— Do this —
Rewrite all of the entries below, replacing "pixel coordinates" with "x-y coordinates" wherever it occurs and keeping everything else the same. Leave the picture out of your output.

— Recorded information —
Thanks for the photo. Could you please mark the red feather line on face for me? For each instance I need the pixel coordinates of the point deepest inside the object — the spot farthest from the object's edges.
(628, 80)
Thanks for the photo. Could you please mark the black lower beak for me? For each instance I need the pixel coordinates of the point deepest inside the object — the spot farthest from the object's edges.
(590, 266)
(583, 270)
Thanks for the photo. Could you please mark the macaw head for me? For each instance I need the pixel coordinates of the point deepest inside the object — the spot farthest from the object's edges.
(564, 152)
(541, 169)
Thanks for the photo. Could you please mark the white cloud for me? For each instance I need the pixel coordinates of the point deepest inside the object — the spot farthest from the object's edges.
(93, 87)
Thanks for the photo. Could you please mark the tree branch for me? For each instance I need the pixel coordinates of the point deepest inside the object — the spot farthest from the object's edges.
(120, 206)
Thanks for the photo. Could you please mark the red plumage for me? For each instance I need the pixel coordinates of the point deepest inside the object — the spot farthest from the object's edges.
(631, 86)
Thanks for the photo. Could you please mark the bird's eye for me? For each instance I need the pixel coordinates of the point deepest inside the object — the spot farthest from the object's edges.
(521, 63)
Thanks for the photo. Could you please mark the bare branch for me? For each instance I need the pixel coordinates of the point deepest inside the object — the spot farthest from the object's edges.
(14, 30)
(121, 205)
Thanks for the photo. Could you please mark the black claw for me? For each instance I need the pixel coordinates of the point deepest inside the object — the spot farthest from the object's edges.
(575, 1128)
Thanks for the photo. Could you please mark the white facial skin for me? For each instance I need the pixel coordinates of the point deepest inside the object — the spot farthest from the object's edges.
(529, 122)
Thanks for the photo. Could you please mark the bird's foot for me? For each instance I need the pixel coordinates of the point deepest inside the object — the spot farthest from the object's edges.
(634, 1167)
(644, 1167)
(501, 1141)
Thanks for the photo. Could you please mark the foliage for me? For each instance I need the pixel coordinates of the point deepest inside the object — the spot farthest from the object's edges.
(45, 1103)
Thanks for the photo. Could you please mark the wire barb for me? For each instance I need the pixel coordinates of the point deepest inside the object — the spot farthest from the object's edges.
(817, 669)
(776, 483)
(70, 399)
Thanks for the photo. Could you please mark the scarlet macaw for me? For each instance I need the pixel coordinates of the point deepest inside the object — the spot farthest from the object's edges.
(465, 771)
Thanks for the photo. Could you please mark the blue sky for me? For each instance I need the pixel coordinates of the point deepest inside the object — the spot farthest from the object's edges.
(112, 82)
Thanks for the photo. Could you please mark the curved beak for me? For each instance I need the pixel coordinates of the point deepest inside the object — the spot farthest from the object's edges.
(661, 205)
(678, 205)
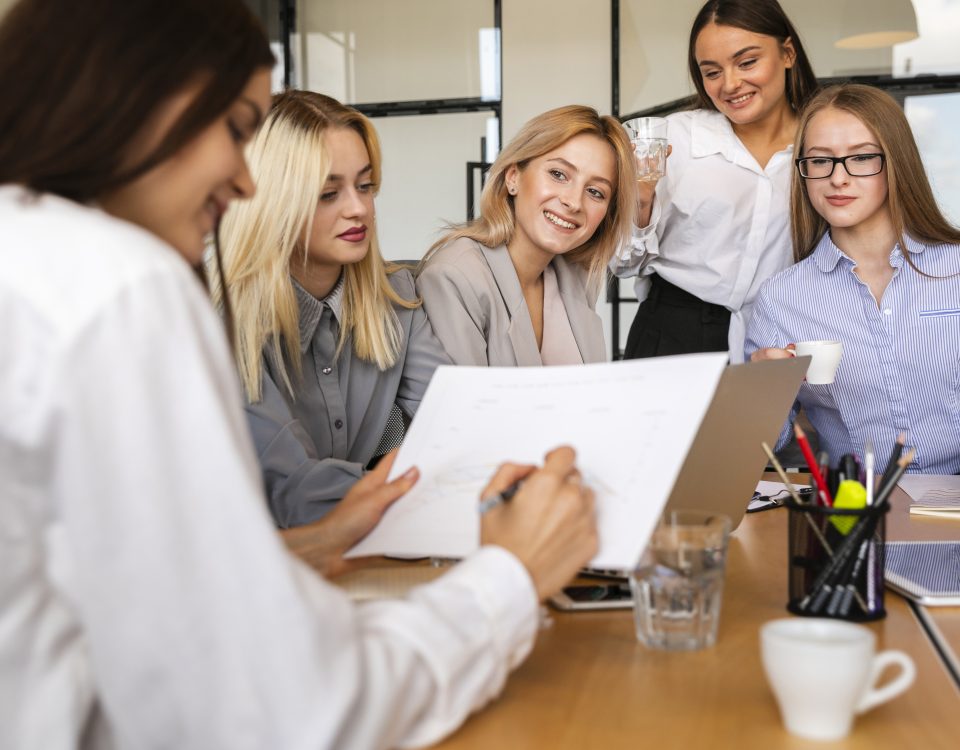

— Solution for this task —
Thanks for the photo. Could you please mark the red feather line on face for me? For each instance I need the x-y coordinates of the point deepest inside the object — the spot farthest from the object's edges.
(628, 80)
Thanks for the photo. Could you please mark the black lower beak for me? For each instance I need the x-y coordinates of the point deepest inside the object — the spot farthest from the object's edges.
(590, 266)
(583, 270)
Thanks for the photo. Could you please mark the macaw head for me? For each instance I need the x-y coordinates of the point deepest inside the object — the spot farthest from the object's edges.
(564, 152)
(541, 169)
Thanks for the photo. Could you please mark the white cloud for me? For each instance I need the x-y coordinates of the point deepest inside the object — the spot farthest from the object's edges.
(93, 87)
Thanks for the photo. Could you please mark the tree branch for me? For each instance I need the x-y coordinates of the point deepest inside the object — the spot farthest from the object's edges.
(120, 206)
Thanks for the photo. Could you please mark the red plumage for me? For each instance I need the x-y coordinates of the point deepest inside the object — the spot farthest from the object's edges.
(631, 86)
Thanks for the photo. Could you please mark the bird's eye for me? For each instance I need the x-y coordinates of the point deepest inside the object — the spot farthest from the object's edges.
(521, 63)
Thanks for the photo. Could you please mark the bare branch for me? For each instance I need the x-y coordinates of the point deepest inside the object — the spot farthest from the object's edges.
(14, 30)
(121, 205)
Thanks for the photo. Could you please mark the black claw for me? For each instance I need the x-y coordinates of the point deepest inside the object — the spot farthest from the object's edges.
(575, 1128)
Thanks for the photo. Could you please mark the white facial skin for me? For each instance I need the x-y coordinates of the point deepest inside the object — the spot farthest from the object's edges.
(529, 122)
Thanks for the photo. Could you please mark the bird's foot for me? For each instance I need the x-y coordinates of the point deepest inside the object — the spot farthest from the object's edges.
(634, 1167)
(644, 1167)
(501, 1141)
Thanks for the photo. Could you please mark the foliage for me? For each instance I need the x-y coordinates of the point deepest inside the object — the spot farthest from the object's edges.
(45, 1103)
Thanks for the photo. Could you please mark the wire barb for me? For each instance I need the x-y coordinates of the point deepest inside the object — the spot farthest from the object's edges.
(817, 669)
(776, 483)
(70, 399)
Thanks for the photo. Could you please mark the scarlet macaw for me? For each instance I need the x-y coordinates of the point deepest inside the object — the spot farthest from the object's edges.
(465, 771)
Thanks for the photo. Could you please mark the blue sky for me? For each instance I need the x-y coordinates of the point deepest inside the object — the spot farthest from the object's edges.
(112, 82)
Thanks for the photo. Could you please mark the curved beak for me? For each instance I need the x-y coordinates of the point deepest inside the object — the spot farthest from the object's edges.
(661, 205)
(678, 205)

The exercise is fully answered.